[Anforderungen der Übung]
1 - Mit wie vielen Knoten wird der Katheter laut dem Dokumentauszug an der Haut angenäht?
2 - Fassen Sie den Dokumentauszug in zwei Sätzen zusammen.
3 - Setzen Sie den Dokumentauszug über die negative Arbeitswoche 19 nach seinem letzten Satz fort.

── Dokumentauszug ──

Der Katheter kommt mir sehr lang vor, doch irgendwann liegt er ganz im Gefäß. Ich drücke auf die Einstichstelle mit einer Kompresse und ziehe den Draht raus (der Katheter muss aber im Gefäß bleiben!). Jetzt mal schnell die BGA-Spritze anschließen und kurz auf die Ergebnisse warten.

Zwei Minuten später kommt der Arzt mit dem BGA-Ausdruck: Alles in Ordnung, das Blut ist arteriell, ich darf den Katheter an die Haut annähen. Vor Aufregung habe ich im ersten Moment Blackout und weiß nicht mehr, wie der einfachste Knoten ging. Alles mit der Ruhe, ein Mal tief durchatmen, und schon geht es. Zwei Knoten, fertig. Oje, habe ich unter dem Kittel geschwitzt!

Auf dem Monitor sehe ich die Blutdruckkurve aus der Arterie auf- und absteigen. Das breite Grinsen kann ich nicht verstecken, es ist ein schönes Gefühl, etwas dermaßen spannendes - auch wenn mit Hilfe - gemeistert zu haben.

Freitag, 4. Januar 2013

Woche 19. Vorsicht: Negativ

Diese Woche war mitunter einer der kürzesten Arbeitswochen im Jahr: Nur drei Tage musste ich durchhalten, und dann war schon wieder Wochenende. An negativen Erlebnissen war sie aber doch unübertroffen.

───
── Zu prüfende Daten ──

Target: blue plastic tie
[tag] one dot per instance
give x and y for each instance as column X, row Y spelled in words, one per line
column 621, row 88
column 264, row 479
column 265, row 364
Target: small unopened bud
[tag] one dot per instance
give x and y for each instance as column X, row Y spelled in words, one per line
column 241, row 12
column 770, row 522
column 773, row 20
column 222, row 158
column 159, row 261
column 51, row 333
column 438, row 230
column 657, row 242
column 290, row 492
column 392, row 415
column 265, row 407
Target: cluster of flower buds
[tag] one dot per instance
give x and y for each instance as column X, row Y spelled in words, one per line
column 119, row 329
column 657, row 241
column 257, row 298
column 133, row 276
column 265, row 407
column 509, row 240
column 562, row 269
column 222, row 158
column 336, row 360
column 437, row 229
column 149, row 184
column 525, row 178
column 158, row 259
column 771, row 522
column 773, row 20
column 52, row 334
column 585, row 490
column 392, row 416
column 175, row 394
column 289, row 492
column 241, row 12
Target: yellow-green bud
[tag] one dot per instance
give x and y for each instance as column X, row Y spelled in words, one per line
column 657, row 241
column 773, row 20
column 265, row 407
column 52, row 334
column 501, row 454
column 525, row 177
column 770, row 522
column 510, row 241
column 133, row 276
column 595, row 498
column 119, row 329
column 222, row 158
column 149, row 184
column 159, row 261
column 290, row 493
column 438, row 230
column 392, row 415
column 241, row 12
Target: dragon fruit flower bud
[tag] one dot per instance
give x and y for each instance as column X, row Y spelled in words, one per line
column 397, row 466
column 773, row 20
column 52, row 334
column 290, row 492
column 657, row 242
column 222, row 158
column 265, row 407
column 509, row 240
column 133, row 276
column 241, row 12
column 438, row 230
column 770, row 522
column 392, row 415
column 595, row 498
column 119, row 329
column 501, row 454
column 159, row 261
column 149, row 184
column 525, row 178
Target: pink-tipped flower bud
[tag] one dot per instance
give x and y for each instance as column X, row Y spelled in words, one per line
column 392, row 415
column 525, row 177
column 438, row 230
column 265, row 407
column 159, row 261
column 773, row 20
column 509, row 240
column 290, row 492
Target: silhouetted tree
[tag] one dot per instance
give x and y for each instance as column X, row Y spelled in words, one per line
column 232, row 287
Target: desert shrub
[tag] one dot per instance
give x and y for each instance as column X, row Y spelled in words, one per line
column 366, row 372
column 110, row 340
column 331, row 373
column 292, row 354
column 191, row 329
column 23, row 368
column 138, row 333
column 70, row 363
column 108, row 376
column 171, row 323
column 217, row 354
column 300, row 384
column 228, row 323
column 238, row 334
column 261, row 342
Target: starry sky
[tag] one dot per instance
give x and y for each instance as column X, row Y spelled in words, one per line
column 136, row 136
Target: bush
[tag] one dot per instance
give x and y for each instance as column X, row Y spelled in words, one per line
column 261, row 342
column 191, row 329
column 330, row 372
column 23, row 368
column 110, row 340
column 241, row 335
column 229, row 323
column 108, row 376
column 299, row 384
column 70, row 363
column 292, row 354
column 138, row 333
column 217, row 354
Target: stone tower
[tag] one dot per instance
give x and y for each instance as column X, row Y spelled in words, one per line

───

[Schriftliche Antworten]
1 - Mit zwei Knoten.

2 - Nachdem der Katheter im Gefäß liegt, bestätigt der Arzt anhand des BGA-Ausdrucks, dass das Blut arteriell ist, und die erzählende Person näht den Katheter nach kurzer Aufregung mit zwei Knoten an und freut sich über die Blutdruckkurve auf dem Monitor. Ein Eintrag vom 4. Januar 2013 beschreibt anschließend Woche 19 als eine der kürzesten Arbeitswochen des Jahres mit nur drei Tagen, die an negativen Erlebnissen jedoch unübertroffen war.

3 -
Am ersten Arbeitstag (das war der 2. Januar) durfte ich mich um eine ältere Dame kümmern, deren Wohnung in der Silvesternacht vollkommen ausgebrannt war. Wie die Polizei später feststellte, war ein Feuerwerkskörper, der wohl von draußen hinein flog, daran schuld. Das Feuer verbreitete sich so rasch, dass die Frau keine Zeit hatte, sich in Sicherheit zu bringen, im Flur ist sie umgekippt.

Ihre Nachbarn haben die Feuerwehr gerufen, die Tür ging aber nicht auf, denn die Dame lag direkt dahinter. Am Ende: Eine dicke CO-Vergiftung, ein großer blauer Fleck am rechten Arm durch den Sturz und eine Kopfplatzwunde durch die gefährliche Nähe zur Wohnungstür mit kräftigen Feuerwehrmännern dahinter.

Im Krankenhaus wurde sie sofort ins künstliche Koma versetzt und intubiert, um durch den Sauerstof den Kohlenmonoxid aus dem Blut rauszuwaschen. Das ging erstaunlich schnell, und schon zwei Tage später wurde die Sedierung reduziert und kurz darauf ganz eingestellt. Die Patientin wurde schnell wach, und die Ärzte zogen rasch den Tubus raus. Sie sah immer noch ziemlich verwirrt aus, ich hatte den Eindruck, dass sie nicht weiß, wo sie gerade ist. Ich sagte zur ihr: "Sie sind im Krankenhaus", und sie beruhigte sich etwas.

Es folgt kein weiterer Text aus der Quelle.